WHAT THE TASK ASKS: Every entry below should be reproduced exactly; no picture is to be included.

(DATA TO EXAMINE begins)

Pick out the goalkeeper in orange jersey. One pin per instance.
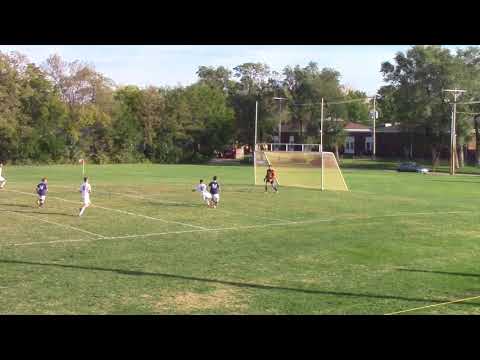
(271, 178)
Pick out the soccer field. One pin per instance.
(396, 243)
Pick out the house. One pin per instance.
(359, 140)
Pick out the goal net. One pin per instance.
(300, 169)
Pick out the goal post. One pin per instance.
(297, 168)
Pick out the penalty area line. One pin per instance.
(434, 305)
(54, 223)
(120, 211)
(245, 227)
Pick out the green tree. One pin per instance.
(416, 82)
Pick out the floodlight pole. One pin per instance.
(255, 146)
(321, 141)
(453, 132)
(280, 120)
(374, 119)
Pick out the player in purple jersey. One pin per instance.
(42, 190)
(214, 188)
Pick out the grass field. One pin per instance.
(395, 242)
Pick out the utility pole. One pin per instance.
(255, 146)
(280, 120)
(374, 120)
(321, 143)
(453, 132)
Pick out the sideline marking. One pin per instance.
(429, 306)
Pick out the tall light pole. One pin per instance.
(280, 122)
(374, 120)
(321, 141)
(453, 132)
(255, 146)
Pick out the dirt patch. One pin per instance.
(227, 300)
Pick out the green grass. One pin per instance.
(396, 241)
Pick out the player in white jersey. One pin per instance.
(202, 189)
(214, 188)
(85, 190)
(3, 181)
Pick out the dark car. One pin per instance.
(229, 154)
(412, 167)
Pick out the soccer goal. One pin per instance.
(299, 165)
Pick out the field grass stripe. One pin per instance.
(160, 201)
(54, 223)
(434, 305)
(242, 227)
(120, 211)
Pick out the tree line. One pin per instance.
(59, 111)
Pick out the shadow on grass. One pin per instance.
(229, 283)
(440, 272)
(39, 212)
(18, 205)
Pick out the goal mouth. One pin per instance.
(302, 169)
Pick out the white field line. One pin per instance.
(54, 223)
(434, 305)
(234, 228)
(180, 203)
(120, 211)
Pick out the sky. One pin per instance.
(172, 65)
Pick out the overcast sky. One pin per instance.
(172, 65)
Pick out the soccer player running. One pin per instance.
(214, 188)
(271, 178)
(3, 181)
(85, 190)
(42, 190)
(206, 196)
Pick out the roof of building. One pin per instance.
(356, 127)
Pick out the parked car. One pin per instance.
(229, 154)
(412, 167)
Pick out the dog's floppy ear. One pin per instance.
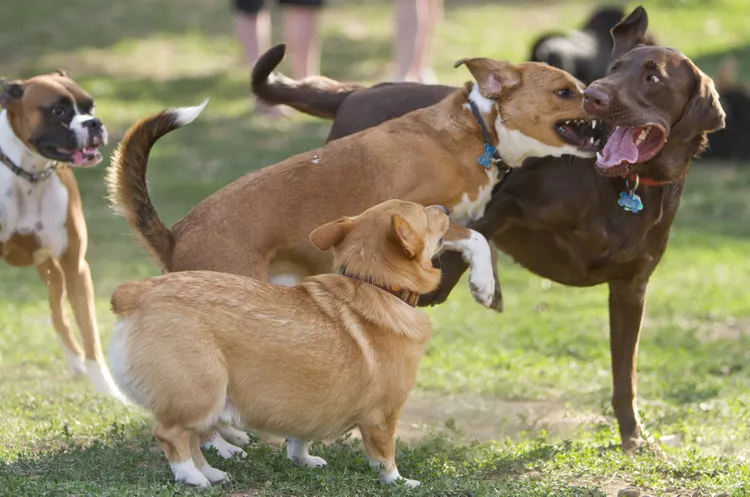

(DATA TO EXAMINE ends)

TASK RESULT:
Pick out the goalkeeper in orange jersey. One pin per instance.
(271, 178)
Pick out the soccer field. One pin per instance.
(396, 243)
Pick out the house. One pin per instance.
(359, 140)
Pick out the goal net. One pin per instance.
(300, 169)
Pick out the goal post. One pin per instance.
(297, 168)
Pick out the penalty area line. One pin per instance.
(434, 305)
(54, 223)
(120, 211)
(245, 227)
Pick out the green tree. One pin per instance.
(416, 82)
Pick out the floodlight pole. One pin per instance.
(255, 146)
(321, 141)
(453, 132)
(280, 120)
(374, 119)
Pick out the player in purple jersey. One pin per instance.
(42, 190)
(214, 188)
Pick out the grass field. One pin per instance.
(395, 242)
Pick out the utility pole. One pin per instance.
(255, 146)
(280, 120)
(374, 120)
(321, 143)
(453, 132)
Pick out the sideline marking. One pin per instance.
(429, 306)
Pick out the tall light pole. One pin per instance.
(280, 122)
(374, 120)
(321, 141)
(453, 132)
(255, 146)
Pick out the dirt patch. One pin per instance.
(227, 300)
Pick out the green grass. One pin per instance.
(396, 241)
Pick out the player in white jersey. One pin per instance.
(202, 189)
(214, 188)
(85, 190)
(3, 181)
Pick out the dark car. One pin per instance.
(229, 154)
(412, 167)
Pick out the soccer goal. One pin per instance.
(299, 165)
Pick out the field grass stripe. One pin per instance.
(160, 201)
(54, 223)
(434, 305)
(242, 227)
(120, 211)
Pick out the tree line. One pin per instance.
(59, 111)
Pick out the shadow on grass. One pin per instance.
(229, 283)
(440, 272)
(39, 212)
(18, 205)
Pick out the goal mouth. One pin per instance.
(302, 169)
Pick out the white field line. One pin per instance.
(54, 223)
(434, 305)
(234, 228)
(180, 203)
(120, 211)
Pick out the sky. One pin per instance.
(172, 65)
Pick out the overcast sky. One pin per instance.
(172, 65)
Pick out the soccer player running. One pin per instance.
(214, 188)
(271, 178)
(3, 181)
(85, 190)
(42, 190)
(206, 196)
Pick out the roof of building. One pin per instance.
(356, 127)
Pick out the parked car. One pin per instance.
(229, 154)
(412, 167)
Pick out the dog's floppy ear. One pin per instance.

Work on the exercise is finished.